━━━━━ DATA FOR PROCESSING
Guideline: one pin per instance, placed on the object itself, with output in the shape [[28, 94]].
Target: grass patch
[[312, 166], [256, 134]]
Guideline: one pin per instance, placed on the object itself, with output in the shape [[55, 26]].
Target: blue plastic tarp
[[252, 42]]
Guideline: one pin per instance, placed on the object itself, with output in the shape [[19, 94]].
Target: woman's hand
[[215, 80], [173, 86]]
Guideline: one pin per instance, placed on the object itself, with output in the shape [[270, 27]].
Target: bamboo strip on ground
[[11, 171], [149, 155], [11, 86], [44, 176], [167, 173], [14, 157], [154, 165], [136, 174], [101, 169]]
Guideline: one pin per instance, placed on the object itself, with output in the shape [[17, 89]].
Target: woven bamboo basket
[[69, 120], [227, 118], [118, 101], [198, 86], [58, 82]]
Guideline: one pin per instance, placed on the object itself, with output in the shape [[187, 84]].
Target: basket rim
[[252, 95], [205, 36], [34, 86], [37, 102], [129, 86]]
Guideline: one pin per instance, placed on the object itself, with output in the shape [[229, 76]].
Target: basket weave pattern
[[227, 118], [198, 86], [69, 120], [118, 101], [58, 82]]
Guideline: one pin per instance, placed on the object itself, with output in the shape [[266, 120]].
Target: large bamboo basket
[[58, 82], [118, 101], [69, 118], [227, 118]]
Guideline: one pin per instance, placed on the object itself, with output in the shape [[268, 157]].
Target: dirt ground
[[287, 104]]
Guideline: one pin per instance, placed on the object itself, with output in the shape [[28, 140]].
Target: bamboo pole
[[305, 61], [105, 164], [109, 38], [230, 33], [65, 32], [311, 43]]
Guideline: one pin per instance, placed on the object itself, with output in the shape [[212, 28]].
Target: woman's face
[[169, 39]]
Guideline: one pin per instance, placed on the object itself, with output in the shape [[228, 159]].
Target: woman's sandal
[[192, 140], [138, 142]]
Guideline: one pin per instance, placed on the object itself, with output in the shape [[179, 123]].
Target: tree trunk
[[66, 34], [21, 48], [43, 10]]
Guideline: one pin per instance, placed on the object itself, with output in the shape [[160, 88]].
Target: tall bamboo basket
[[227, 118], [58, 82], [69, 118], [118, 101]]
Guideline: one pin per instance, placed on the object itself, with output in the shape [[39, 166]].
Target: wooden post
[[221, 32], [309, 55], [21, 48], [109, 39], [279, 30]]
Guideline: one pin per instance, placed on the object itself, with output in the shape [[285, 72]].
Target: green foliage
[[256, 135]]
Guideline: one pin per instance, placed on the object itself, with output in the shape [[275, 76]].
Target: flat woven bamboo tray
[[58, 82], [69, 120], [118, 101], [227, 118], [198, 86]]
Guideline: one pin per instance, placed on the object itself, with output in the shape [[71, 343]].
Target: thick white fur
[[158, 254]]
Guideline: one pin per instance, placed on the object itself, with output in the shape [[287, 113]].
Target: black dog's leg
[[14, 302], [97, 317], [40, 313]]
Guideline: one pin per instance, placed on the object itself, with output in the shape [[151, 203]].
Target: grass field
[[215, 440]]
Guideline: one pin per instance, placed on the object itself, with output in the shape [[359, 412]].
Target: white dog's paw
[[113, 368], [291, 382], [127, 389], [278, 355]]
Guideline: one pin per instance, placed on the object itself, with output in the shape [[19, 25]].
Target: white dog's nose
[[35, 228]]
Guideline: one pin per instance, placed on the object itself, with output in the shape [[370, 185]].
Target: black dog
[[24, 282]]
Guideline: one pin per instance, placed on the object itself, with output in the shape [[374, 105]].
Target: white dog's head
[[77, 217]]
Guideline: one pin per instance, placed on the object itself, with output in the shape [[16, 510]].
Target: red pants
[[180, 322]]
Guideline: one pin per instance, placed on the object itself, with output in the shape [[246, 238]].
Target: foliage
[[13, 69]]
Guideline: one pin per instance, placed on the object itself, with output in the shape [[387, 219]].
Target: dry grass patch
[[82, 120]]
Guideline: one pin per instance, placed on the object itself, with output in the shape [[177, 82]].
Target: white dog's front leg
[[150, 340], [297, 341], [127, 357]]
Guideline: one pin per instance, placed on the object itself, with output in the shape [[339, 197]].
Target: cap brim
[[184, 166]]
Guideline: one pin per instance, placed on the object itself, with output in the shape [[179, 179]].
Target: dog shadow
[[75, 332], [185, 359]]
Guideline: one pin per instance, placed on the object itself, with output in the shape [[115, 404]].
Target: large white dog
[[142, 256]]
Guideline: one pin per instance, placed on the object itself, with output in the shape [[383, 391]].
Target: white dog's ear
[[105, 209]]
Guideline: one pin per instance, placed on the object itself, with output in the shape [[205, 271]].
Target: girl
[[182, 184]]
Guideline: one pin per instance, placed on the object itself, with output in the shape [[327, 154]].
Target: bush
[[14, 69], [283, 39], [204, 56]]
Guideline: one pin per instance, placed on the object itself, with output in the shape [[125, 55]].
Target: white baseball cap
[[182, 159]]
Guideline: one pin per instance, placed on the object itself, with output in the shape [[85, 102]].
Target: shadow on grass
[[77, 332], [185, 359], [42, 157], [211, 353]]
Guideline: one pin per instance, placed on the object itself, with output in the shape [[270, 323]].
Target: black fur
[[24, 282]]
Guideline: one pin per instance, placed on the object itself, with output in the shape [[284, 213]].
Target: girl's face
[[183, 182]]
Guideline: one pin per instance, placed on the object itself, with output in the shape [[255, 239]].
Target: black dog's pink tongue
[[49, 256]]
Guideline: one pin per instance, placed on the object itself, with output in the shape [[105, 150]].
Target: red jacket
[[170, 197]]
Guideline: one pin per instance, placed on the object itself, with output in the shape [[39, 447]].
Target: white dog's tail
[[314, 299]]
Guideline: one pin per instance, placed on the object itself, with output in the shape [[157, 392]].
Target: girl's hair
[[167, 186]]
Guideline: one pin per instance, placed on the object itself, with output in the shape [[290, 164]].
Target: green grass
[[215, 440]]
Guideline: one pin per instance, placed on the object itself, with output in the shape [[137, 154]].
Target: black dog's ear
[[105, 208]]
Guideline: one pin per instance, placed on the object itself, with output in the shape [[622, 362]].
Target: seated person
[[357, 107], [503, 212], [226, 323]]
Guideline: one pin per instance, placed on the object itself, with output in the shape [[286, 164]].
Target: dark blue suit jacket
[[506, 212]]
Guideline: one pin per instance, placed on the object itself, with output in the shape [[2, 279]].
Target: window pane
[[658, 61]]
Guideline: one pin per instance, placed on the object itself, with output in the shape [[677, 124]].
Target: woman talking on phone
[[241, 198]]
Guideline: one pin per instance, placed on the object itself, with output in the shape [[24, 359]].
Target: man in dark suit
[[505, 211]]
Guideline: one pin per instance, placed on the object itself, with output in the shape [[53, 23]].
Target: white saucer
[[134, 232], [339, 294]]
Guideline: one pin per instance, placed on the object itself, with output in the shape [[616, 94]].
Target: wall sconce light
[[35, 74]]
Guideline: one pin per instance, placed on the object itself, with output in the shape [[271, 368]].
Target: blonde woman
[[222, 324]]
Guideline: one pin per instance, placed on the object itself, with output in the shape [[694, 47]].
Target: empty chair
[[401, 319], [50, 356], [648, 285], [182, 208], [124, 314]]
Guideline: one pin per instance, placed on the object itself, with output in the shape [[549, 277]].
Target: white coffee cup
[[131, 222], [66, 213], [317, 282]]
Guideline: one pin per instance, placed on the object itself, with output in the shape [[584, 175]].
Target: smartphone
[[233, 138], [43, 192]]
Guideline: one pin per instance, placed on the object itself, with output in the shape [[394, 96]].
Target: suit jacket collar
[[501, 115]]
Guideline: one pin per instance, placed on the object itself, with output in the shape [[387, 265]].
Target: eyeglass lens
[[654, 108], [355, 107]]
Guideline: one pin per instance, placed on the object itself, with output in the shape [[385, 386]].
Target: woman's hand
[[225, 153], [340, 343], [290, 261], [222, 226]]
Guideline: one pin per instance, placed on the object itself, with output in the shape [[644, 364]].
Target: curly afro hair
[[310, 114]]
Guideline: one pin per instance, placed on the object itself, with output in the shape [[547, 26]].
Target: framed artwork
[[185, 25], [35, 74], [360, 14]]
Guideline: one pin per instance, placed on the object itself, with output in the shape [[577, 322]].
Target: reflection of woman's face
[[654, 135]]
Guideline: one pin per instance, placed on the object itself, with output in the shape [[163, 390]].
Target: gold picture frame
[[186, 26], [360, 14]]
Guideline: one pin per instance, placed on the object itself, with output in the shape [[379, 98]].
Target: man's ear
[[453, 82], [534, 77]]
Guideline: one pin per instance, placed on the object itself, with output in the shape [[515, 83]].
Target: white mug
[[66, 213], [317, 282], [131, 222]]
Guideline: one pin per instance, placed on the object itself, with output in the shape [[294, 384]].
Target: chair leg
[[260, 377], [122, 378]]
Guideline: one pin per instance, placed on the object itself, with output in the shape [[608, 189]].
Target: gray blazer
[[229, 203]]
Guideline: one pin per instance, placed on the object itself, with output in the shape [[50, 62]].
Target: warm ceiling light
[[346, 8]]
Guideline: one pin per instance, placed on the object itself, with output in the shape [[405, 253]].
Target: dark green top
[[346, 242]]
━━━━━━━━━━
Output consists of exactly the lines from the one containing "Target: warm ceiling light" to the end of the records above, retyped without change and with nothing extra.

Target: warm ceiling light
[[346, 8]]
Guideline: one pin per instance, placed on the object itself, with output in the shape [[405, 253]].
Target: dark green top
[[346, 242]]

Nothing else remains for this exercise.